▶ Direction 1
From the audit committee excerpt, output the stretch from "ROLE OF AUDIT" through "loans and investments." word for word.

▶ Selected extract
The Audit Committee comprises 3 (three) Independent Directors viz. Shri P. Kumar (Chairman), Shri Kamal Kishore Kacholia, Dr. S.B. Agarwal and 1 (one) executive Director Shri Ravindra Kumar Toshniwal (Managing Director) as a members.
Four meetings of the Committee were held during the year 2013-14 i.e. on 24,h May, 2013, 8,h August, 2013, 13,h November, 2013 and 12* February, 2014.
The frequency and quorum, etc. at these meetings were in conformity with the provisions of the then Companies Act, 1956 and/ or Companies Act, 2013 as also the Listing Agreements with the Stock Exchanges.
Members of the Audit Committee have requisite financial and management expertise and hold /have held senior positions in reputed organizations.
At the invitation of the Committee, representatives of various departments of the Company besides the Whole-time Director-in-charge of finance function, Statutory Auditors, Internal Auditors, Sr. Vice President (Fin. & Com.) & Company Secretary, who also acts as the Secretary to the Committee, attend the Audit Committee meetings to answer the queries, if any, and clarify the points raised at the meetings and generally assist the Committee in its deliberations. The Chairman and CFO of the Company are invariably present in Audit Committee meeting as the special invitees.
ROLE OF AUDIT COMMITTEE
The role and terms of reference of the Audit Committee cover the matters specified under Clause 49 of the Listing Agreements as also the provisions of Section 292A of the then Companies Act, 1956 and also the Companies Act, 2013.
POWERS OF AUDIT COMMITTEE:-
Terms of reference of the Audit Committee, inter alia, include
i) The recommendation for appointment, remuneration and terms of appointment of Auditors of the Company.
ii) Review and monitor the Auditors independence and performance, and effectiveness of audit process.
iii) Examination of the financial statements and the Auditors' Report thereon.
iv) Approval or any subsequent modification of transactions of the Company with related parties.
v) Scrutiny of internal corporate loans and investments.
vi) Valuation of undertakings or assets of the Company, wherever it is necessary.
vii) Evaluation of internal financial controls and risk management systems.
viii) Monitoring the end use of funds raised through public offers and related matters.
ix) To establish the Vigil Mechanism for directors and employees to report their genuine concerns.
x) It shall have authority to investigate into any matter in relation to the above item referred to it by the Board.
xi) The Audit Committee may call comments of the Auditors about the internal control system, the scope of the Audit including observations of Auditors and review of financial statements.
B. NOMINATION AND REMUNERATION COMMITTEE
The Nomination and Remuneration Committee has been reconstituted as per requirement of Clause 49 of the Listing Agreements and other applicable provisions of the Companies Act, 2013. The terms of reference of the Committee are:-
1. To identify persons who are qualified to become Directors and who may be appointed in Senior Management in accordance with the criteria laid down, recommend to the Board their appointment and removal and shall carry out evaluation of every Directors performance.

▶ Extracted records
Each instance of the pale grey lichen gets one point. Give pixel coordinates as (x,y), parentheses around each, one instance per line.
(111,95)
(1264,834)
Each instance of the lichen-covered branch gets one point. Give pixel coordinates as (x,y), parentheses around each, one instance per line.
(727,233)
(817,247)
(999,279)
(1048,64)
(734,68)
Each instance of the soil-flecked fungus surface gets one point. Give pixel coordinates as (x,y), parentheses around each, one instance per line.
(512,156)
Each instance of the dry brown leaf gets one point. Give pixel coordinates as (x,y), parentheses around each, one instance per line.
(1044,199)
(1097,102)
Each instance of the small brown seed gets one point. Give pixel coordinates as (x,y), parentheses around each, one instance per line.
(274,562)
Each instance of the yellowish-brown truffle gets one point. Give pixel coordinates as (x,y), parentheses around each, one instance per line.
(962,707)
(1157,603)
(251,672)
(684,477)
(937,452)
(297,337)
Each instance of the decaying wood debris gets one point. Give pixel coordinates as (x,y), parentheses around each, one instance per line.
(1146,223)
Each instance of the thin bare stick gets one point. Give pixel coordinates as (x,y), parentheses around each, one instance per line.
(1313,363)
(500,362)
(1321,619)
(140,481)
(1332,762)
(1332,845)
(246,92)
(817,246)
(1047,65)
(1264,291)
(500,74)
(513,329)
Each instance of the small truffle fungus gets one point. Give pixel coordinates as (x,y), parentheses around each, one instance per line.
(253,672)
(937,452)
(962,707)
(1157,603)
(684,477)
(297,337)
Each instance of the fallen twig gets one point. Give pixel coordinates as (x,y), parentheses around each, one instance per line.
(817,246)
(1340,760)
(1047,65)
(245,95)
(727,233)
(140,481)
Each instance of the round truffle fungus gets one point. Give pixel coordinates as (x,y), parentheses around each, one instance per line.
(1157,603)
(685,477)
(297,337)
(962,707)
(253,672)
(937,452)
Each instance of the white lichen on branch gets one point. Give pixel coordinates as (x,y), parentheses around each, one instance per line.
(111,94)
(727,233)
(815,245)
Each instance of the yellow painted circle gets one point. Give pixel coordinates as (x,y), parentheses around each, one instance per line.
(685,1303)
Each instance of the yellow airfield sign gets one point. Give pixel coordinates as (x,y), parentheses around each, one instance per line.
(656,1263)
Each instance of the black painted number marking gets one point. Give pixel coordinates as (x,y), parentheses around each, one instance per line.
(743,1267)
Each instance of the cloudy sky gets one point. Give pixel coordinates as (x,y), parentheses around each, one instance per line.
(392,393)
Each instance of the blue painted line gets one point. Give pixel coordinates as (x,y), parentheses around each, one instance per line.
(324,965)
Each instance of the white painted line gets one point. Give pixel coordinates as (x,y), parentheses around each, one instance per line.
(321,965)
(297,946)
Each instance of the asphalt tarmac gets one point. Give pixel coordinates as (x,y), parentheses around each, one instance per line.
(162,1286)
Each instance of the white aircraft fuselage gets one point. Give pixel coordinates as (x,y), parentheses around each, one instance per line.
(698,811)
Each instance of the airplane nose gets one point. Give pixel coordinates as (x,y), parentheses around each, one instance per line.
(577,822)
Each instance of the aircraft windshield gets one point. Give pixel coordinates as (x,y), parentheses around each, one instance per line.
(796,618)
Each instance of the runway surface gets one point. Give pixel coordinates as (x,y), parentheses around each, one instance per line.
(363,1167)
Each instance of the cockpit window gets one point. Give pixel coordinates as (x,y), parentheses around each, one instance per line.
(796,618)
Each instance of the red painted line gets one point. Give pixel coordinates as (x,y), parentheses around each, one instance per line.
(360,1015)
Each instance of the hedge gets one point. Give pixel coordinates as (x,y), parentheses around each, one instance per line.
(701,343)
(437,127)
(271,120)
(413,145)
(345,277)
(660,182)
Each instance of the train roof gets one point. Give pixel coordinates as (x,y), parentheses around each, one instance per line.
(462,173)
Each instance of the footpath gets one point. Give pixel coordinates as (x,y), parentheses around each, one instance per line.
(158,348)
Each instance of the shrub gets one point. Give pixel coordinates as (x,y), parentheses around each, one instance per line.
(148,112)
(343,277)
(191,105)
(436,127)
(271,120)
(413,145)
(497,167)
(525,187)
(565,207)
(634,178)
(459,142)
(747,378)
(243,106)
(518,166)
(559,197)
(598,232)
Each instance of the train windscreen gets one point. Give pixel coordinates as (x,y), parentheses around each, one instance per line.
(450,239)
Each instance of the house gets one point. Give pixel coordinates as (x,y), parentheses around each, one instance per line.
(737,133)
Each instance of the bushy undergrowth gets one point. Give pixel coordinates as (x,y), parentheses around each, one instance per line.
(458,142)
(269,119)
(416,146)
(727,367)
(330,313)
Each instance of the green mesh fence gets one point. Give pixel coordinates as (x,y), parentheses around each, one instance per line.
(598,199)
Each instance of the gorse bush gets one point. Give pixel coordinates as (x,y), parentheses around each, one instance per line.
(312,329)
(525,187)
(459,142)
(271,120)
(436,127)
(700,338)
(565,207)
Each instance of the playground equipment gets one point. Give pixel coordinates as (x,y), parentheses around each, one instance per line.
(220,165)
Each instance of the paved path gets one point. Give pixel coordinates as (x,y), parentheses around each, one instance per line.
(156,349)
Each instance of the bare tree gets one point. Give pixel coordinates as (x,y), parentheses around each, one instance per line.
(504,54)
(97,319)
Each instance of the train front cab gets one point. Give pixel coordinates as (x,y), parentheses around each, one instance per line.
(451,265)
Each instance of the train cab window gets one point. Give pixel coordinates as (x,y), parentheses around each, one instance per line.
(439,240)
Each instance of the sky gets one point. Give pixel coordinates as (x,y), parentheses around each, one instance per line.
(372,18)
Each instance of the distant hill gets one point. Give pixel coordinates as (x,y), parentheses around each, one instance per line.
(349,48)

▶ Direction 2
Update the listing from the line that contains "Each instance of the train cab" through the end of the listing, replacing "distant hill" with "far ridge" and keeping everything else unchanged. Return only those lines.

▶ Result 1
ROLE OF AUDIT COMMITTEE
The role and terms of reference of the Audit Committee cover the matters specified under Clause 49 of the Listing Agreements as also the provisions of Section 292A of the then Companies Act, 1956 and also the Companies Act, 2013.
POWERS OF AUDIT COMMITTEE:-
Terms of reference of the Audit Committee, inter alia, include
i) The recommendation for appointment, remuneration and terms of appointment of Auditors of the Company.
ii) Review and monitor the Auditors independence and performance, and effectiveness of audit process.
iii) Examination of the financial statements and the Auditors' Report thereon.
iv) Approval or any subsequent modification of transactions of the Company with related parties.
v) Scrutiny of internal corporate loans and investments.

▶ Result 2
Each instance of the train cab window gets one point. Give pixel coordinates as (x,y), parentheses around each, one instance per line.
(439,240)
Each instance of the sky gets one point. Give pixel coordinates as (x,y), parentheses around each, one instance per line.
(372,18)
Each instance of the far ridge gets one point. Give pixel coordinates as (x,y), parentheses around each, one instance per line.
(349,48)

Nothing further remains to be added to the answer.